• **BRIEF**: Would you copy each line of the data below that has "water"?
======== PROVIDED INFORMATION ========
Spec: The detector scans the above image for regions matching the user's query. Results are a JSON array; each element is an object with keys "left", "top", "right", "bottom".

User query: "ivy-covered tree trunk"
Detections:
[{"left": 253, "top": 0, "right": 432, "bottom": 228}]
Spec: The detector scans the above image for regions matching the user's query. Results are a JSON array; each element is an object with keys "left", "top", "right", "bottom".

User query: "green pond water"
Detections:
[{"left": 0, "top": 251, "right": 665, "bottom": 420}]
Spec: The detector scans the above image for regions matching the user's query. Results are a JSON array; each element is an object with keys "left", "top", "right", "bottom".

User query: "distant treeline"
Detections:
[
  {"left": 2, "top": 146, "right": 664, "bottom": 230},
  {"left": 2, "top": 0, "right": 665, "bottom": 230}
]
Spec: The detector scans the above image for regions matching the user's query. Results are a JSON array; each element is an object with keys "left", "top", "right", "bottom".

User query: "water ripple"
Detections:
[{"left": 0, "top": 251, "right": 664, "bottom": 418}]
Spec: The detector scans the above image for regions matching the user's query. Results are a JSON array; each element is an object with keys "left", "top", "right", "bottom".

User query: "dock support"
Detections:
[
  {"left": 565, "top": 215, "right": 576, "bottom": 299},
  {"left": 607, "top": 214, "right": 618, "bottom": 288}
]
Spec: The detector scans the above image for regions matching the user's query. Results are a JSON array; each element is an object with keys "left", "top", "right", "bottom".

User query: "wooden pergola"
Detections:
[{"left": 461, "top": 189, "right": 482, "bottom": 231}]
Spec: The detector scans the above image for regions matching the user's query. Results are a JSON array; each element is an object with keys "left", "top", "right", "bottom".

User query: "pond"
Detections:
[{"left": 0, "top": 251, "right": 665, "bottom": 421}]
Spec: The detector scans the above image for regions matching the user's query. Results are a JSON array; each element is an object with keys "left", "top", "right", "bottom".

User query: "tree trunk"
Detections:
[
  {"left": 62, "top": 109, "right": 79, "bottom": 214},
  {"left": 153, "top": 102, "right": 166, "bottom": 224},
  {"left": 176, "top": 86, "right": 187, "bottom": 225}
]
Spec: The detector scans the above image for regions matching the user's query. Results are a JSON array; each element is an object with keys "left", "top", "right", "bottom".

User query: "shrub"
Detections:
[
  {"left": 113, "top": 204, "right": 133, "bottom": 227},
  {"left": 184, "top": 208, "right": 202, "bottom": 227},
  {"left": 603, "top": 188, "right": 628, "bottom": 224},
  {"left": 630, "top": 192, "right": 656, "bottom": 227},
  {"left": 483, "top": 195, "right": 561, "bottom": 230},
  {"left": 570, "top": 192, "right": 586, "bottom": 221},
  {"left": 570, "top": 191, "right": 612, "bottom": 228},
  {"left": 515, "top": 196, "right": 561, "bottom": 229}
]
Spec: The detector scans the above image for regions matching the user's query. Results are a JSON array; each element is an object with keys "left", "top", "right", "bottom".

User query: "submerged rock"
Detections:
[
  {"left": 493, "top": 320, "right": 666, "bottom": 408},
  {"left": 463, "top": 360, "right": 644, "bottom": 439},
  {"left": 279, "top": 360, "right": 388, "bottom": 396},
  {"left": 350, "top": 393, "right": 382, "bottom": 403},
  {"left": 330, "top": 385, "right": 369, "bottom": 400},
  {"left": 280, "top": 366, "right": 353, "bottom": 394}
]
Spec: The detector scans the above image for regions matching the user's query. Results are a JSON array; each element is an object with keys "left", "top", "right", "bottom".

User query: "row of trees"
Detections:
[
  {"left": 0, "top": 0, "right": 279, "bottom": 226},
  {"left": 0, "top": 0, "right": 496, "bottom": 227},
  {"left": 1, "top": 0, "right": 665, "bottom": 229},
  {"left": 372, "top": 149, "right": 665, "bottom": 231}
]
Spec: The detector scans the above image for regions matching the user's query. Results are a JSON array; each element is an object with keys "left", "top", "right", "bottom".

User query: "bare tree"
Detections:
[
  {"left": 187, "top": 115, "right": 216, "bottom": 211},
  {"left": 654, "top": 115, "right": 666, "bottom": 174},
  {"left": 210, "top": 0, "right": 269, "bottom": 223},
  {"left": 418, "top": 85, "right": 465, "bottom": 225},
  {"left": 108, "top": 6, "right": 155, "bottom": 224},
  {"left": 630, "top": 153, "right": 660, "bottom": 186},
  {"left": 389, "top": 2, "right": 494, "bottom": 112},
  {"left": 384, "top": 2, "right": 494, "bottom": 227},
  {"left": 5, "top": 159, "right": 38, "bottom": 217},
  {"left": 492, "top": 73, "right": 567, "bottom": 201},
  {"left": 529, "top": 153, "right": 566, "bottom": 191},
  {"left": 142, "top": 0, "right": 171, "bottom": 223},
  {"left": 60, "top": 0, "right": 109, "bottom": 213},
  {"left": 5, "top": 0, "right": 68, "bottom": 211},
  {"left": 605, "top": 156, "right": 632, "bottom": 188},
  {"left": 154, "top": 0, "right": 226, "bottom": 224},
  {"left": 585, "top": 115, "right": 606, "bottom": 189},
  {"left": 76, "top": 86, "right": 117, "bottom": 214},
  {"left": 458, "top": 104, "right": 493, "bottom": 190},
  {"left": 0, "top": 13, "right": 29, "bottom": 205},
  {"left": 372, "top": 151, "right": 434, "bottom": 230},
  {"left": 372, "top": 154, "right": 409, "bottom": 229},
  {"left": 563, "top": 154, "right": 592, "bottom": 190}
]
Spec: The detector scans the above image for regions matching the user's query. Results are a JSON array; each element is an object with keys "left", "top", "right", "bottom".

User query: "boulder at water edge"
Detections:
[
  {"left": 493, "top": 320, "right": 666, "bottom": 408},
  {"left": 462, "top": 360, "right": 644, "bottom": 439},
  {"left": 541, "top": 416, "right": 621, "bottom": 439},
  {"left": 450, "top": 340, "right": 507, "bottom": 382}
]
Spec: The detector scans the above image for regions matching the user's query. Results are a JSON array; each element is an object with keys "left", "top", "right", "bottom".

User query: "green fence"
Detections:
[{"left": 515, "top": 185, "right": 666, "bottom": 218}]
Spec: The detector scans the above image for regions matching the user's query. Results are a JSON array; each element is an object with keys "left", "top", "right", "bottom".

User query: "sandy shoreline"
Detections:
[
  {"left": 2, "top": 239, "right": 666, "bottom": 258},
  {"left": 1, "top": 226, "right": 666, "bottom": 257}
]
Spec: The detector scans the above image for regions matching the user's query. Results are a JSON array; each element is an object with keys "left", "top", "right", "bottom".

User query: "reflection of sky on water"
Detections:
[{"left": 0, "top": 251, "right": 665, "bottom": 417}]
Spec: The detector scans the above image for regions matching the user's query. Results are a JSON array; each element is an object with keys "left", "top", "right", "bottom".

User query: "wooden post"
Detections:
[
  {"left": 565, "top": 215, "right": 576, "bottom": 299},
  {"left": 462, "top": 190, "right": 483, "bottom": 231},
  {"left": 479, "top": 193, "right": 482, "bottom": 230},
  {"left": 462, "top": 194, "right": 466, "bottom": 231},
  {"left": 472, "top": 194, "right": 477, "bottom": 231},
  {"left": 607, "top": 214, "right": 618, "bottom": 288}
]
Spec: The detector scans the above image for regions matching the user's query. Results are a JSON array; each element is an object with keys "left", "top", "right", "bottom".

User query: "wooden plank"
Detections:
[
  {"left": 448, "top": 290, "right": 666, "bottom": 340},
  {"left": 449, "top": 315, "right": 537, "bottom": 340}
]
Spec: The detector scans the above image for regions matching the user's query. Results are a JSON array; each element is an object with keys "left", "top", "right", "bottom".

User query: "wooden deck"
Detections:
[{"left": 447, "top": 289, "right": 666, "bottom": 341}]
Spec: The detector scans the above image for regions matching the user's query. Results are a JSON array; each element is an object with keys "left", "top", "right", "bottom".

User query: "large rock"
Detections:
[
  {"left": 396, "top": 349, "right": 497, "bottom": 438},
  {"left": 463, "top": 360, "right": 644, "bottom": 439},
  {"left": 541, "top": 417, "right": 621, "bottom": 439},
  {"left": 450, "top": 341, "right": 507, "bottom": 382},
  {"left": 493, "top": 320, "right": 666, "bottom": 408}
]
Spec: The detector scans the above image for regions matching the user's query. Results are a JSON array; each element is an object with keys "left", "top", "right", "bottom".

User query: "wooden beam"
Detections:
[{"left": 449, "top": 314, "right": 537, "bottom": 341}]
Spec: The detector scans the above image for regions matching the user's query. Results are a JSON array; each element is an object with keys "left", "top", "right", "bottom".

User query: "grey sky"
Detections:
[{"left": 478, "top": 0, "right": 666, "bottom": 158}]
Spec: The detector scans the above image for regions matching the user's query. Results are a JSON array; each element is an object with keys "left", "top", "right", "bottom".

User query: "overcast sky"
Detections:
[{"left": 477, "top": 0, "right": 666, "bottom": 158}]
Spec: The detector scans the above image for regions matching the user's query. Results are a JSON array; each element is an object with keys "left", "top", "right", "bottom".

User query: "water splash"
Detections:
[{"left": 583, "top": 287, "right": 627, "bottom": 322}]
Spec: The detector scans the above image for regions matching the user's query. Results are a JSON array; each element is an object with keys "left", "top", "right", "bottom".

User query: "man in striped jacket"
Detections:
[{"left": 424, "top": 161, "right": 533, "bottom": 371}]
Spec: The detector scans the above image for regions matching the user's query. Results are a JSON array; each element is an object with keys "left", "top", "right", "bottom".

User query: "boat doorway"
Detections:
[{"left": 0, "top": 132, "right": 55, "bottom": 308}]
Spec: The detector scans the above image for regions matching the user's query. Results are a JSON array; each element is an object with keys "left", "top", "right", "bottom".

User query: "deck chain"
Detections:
========
• **RESULT OF THIS TASK**:
User query: "green pond water"
User query: "water ripple"
User query: "boulder at water edge"
User query: "reflection of sky on water"
User query: "water splash"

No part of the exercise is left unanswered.